(Required work) Your answer must be the lines of the entries below, exactly as written, from the first line through the line containing "Target: side vent".
*** Opening of Dataset extract ***
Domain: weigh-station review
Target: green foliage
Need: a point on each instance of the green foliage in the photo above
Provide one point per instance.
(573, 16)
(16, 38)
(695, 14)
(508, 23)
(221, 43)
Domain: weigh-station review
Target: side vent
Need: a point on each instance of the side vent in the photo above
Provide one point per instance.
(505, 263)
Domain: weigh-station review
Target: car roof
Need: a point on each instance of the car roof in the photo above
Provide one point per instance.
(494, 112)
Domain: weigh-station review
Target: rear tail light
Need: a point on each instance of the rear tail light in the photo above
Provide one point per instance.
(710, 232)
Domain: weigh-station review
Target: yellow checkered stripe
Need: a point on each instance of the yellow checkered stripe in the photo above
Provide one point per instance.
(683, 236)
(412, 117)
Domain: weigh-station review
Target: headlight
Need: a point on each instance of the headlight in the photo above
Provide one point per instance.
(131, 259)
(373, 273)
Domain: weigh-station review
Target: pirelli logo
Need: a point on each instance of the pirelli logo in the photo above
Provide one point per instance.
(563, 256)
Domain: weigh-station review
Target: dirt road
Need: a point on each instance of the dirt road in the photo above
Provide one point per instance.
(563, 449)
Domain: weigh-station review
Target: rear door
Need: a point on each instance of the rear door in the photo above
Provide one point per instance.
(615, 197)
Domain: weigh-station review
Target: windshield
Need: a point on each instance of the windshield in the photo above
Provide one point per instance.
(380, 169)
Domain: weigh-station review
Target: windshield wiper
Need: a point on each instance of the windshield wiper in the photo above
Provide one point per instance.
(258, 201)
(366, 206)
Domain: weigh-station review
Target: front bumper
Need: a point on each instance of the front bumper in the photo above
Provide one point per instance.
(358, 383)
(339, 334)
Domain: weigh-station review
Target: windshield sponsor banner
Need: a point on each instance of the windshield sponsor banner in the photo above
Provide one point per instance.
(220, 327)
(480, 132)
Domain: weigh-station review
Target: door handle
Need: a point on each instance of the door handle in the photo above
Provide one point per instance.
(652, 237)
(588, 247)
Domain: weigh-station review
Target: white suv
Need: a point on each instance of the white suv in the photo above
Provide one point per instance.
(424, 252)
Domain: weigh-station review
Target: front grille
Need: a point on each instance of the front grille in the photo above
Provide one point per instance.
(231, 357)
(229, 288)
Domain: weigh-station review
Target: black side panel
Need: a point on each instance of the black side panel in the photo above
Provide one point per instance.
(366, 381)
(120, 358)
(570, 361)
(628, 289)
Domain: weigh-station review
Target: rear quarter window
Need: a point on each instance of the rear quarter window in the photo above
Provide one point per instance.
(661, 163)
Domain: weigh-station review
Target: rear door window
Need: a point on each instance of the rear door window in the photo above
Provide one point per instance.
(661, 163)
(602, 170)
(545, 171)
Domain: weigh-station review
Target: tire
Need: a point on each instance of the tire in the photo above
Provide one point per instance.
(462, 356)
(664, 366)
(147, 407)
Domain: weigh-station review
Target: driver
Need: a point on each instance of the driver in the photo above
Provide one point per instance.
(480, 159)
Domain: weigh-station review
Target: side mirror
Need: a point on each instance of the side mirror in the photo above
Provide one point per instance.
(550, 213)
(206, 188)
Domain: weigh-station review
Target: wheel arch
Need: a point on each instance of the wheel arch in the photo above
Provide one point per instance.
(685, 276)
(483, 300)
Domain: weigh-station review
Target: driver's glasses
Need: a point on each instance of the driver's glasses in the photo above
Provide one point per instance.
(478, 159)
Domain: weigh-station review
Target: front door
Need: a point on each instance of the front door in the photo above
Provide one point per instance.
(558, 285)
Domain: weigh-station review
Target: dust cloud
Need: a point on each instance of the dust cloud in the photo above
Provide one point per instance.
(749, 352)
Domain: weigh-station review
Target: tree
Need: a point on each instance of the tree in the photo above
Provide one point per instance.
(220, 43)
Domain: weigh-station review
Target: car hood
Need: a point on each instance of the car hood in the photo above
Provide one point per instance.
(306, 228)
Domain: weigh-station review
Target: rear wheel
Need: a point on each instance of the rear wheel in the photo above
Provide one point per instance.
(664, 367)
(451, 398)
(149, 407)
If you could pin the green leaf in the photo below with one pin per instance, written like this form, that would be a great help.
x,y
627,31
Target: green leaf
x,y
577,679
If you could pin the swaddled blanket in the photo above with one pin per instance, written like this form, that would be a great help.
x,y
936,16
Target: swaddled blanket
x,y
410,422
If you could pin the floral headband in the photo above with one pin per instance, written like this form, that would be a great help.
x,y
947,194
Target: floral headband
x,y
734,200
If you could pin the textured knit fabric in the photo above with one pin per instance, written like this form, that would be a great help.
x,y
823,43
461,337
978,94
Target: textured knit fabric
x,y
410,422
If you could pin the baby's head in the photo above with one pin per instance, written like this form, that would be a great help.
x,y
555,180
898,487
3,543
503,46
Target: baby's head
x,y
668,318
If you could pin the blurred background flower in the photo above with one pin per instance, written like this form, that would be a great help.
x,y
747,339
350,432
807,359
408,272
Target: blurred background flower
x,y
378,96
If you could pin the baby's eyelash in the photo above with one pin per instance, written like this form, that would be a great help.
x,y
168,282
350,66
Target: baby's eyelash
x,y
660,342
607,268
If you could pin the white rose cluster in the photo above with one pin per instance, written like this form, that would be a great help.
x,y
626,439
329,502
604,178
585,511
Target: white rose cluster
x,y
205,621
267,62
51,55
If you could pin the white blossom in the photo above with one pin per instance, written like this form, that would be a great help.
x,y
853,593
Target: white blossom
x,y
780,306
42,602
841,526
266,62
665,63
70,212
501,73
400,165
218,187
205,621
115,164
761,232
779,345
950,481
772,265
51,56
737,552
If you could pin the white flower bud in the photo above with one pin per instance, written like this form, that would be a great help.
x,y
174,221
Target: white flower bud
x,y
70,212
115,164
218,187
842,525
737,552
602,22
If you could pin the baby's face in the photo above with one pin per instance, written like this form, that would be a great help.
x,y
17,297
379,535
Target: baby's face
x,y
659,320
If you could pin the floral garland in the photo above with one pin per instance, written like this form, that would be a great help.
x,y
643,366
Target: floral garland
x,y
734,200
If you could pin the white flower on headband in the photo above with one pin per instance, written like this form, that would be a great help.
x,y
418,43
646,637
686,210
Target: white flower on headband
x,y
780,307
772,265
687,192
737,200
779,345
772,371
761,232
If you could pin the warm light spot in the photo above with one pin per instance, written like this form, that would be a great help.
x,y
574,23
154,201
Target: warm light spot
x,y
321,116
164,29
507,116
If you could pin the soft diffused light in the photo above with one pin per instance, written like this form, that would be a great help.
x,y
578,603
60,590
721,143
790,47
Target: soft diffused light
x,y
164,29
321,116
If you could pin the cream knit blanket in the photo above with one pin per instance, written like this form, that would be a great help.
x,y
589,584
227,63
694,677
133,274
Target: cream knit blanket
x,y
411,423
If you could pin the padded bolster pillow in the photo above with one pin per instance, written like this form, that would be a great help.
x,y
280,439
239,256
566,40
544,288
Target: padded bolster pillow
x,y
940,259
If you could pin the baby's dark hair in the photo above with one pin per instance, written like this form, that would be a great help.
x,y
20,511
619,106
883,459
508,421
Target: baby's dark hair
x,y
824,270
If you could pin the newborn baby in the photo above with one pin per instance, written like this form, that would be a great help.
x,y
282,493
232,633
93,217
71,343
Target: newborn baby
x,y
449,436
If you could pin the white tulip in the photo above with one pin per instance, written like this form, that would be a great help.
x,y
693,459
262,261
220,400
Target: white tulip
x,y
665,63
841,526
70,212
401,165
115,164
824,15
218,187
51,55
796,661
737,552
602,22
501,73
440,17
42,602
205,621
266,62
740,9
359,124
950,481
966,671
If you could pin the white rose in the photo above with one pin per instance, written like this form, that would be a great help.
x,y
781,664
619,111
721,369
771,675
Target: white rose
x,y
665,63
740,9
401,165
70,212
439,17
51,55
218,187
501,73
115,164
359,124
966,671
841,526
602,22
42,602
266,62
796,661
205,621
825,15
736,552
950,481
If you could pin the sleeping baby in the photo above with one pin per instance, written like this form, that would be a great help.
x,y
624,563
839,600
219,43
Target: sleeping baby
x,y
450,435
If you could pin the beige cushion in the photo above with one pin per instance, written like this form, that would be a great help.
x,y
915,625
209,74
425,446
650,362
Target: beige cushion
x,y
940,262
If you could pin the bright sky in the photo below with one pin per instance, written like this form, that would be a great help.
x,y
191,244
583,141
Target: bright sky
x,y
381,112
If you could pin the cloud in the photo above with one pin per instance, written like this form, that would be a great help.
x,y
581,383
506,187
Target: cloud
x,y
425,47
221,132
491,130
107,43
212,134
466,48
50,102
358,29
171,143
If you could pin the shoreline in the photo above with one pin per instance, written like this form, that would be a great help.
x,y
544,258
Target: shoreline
*** Close of Dataset extract ***
(Exercise response)
Domain: weigh-station review
Target: green foliage
Need: a point on each instance of the green foliage in the photo above
Provide one point per instance.
(573, 16)
(16, 38)
(695, 14)
(508, 23)
(221, 43)
Domain: weigh-station review
Target: side vent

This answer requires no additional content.